### TO-DO LIST
1. In the churn article, how much more are returning customers likely to spend than first-time customers?
2. Reproduce the churn article word for word, from "This places your" down to "Churn Rate Matter?".

Home Glossary What is Churn: How to Calculate Churn Rate (with formula)

What is Churn: How to Calculate Churn Rate (with formula)

February 8, 2022 Edwin Kooistra

Acquiring customers requires a lot of effort along with financial costs as well. But what impacts and hurts marketing and sales effort the most is when a customer becomes churn and remains no longer profitable.

What is Churn?

When it comes to measuring the success of a growing business, especially technology startups, churn rate is a very important quantitative measure. While it may not be the most comfortable number to look at especially when it does not give out a positive message, of course, it cannot be ignored because it reveals a lot about your customer retention and how happy your customers are, happy enough to stay with you in the long run.

As a business owner, you cannot only focus on these success metrics only because success must be measured as a net effect of both the positive qualitative and quantitative metrics as well as the numbers in feedback that do not reflect customer retention or growth.

Churn is the percentage of customers or clients that have stopped using your product or your service in a certain specified time frame.

You can find out this number by dividing the number of customers that have left your organization as a client by the total number of customers you had when that period was a month, quarter, or year.

For example, you started a particular quarter of the year with 350 customers and by the end of that quarter, you had only 330 customers left.

This places your churn or churn rate at 5.7%. Of course, the most ideal scenario would be to have a churn rate of 0%, but of course to achieve that not only does your sales and marketing team along with the customer care department must be on their toes all the time but in the real corporate sense it is not even feasible to achieve. The term is used to refer to customers lost.

Here we have calculated the churn in the terms of percentage of customers last, whereas it can also be calculated as or represented as the number of customers lost, amount of recurring business lost, or even as the percentage of recurring value lost.

Why Does Churn Rate Matter?

The importance of churn rate needs to be understood in any business context because the number itself has long impacting consequences. Firstly, the churn rate is very important because as we know that the cost to acquire a customer is always higher than the cost of retaining one.

Therefore, when you lose a customer and subsequently gain try to gain a customer as a replacement for the lost customer, you end up adding operational costs. Secondly, the search has proven that returning customers are more likely to spend over 67% more than first-time customers. Therefore, an increase of just 5.7% in the customer retention rate can translate to up to 28% more profit.

These percentages might not seem a lot but given the scope and value of a business but in terms of returns, for a business, a reduction in churn rate by 2% to 3% can translate as over of $50,000 revenue stream across a particular quarter.

### RECORD SET

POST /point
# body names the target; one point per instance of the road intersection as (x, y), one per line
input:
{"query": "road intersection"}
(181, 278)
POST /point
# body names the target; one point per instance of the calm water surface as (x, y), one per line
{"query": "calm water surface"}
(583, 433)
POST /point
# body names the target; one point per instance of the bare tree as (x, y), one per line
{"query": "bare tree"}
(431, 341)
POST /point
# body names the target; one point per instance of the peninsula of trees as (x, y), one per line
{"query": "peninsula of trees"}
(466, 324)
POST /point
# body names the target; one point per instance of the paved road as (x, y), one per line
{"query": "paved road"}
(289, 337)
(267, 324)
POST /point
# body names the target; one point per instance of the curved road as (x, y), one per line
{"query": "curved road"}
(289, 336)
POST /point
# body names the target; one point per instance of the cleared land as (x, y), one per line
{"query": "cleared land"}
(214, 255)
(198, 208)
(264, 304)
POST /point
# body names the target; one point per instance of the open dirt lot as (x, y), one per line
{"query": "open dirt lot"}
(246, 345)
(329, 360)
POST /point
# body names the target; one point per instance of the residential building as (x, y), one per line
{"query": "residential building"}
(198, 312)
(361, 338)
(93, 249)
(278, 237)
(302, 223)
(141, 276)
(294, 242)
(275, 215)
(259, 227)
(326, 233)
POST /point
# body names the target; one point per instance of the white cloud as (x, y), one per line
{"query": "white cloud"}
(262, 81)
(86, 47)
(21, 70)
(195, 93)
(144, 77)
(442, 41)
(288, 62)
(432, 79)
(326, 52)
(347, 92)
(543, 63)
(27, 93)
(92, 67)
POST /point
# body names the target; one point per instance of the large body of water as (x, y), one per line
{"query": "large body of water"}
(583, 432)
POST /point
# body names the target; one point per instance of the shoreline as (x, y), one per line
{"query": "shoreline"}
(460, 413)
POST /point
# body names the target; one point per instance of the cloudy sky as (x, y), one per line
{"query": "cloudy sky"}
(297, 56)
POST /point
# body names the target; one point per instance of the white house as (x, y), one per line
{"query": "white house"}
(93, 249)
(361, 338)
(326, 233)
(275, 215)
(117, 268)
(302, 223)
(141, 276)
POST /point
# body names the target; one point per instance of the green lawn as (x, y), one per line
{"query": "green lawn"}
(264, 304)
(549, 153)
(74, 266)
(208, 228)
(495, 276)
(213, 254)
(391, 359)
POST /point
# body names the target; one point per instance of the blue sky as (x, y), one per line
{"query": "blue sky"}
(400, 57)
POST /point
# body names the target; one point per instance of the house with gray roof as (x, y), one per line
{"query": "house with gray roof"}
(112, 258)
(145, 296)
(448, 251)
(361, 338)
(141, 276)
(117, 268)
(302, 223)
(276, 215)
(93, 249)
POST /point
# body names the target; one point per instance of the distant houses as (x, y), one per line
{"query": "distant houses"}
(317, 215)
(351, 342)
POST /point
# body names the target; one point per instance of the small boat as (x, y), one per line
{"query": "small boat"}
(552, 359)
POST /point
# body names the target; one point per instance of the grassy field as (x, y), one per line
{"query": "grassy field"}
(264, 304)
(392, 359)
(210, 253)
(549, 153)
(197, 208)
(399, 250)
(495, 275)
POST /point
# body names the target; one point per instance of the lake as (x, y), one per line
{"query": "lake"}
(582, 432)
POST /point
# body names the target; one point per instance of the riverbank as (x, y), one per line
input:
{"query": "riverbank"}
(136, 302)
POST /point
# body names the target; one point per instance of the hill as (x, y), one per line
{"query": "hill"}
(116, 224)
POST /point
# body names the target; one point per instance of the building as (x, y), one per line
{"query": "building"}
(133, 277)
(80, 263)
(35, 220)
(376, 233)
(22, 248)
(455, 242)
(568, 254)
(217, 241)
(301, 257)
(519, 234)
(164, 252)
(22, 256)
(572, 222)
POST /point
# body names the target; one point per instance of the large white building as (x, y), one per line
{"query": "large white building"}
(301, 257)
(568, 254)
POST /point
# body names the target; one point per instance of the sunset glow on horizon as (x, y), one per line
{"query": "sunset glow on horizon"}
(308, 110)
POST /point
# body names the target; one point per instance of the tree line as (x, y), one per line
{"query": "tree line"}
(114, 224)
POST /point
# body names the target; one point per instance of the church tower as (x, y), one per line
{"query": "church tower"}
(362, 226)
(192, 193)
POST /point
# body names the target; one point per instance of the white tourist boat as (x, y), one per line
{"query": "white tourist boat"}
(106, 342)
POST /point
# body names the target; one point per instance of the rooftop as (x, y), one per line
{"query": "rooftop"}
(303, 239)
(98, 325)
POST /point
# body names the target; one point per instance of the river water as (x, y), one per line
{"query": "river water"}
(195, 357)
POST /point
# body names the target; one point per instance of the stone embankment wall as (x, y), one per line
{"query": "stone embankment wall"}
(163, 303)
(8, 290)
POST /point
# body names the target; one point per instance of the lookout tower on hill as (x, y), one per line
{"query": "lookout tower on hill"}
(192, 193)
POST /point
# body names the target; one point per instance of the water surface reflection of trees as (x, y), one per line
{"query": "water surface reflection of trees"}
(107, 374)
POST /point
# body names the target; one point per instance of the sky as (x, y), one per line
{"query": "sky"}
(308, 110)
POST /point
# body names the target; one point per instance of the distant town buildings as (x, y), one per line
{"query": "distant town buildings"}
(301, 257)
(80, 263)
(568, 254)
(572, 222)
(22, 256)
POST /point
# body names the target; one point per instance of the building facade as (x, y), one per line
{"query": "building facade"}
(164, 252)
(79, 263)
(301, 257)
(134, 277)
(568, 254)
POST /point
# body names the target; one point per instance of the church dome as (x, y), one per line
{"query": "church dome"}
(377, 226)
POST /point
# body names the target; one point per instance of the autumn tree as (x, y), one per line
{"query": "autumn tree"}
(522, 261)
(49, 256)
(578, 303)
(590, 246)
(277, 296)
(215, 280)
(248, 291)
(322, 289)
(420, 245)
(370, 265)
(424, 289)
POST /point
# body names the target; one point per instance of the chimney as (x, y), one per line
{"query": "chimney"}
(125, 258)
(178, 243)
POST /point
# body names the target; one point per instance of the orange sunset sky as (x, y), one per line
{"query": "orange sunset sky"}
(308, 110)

### FULL SOLUTIONS
1. Over 67% more.

2.
This places your churn or churn rate at 5.7%. Of course, the most ideal scenario would be to have a churn rate of 0%, but of course to achieve that not only does your sales and marketing team along with the customer care department must be on their toes all the time but in the real corporate sense it is not even feasible to achieve. The term is used to refer to customers lost.

Here we have calculated the churn in the terms of percentage of customers last, whereas it can also be calculated as or represented as the number of customers lost, amount of recurring business lost, or even as the percentage of recurring value lost.

Why Does Churn Rate Matter?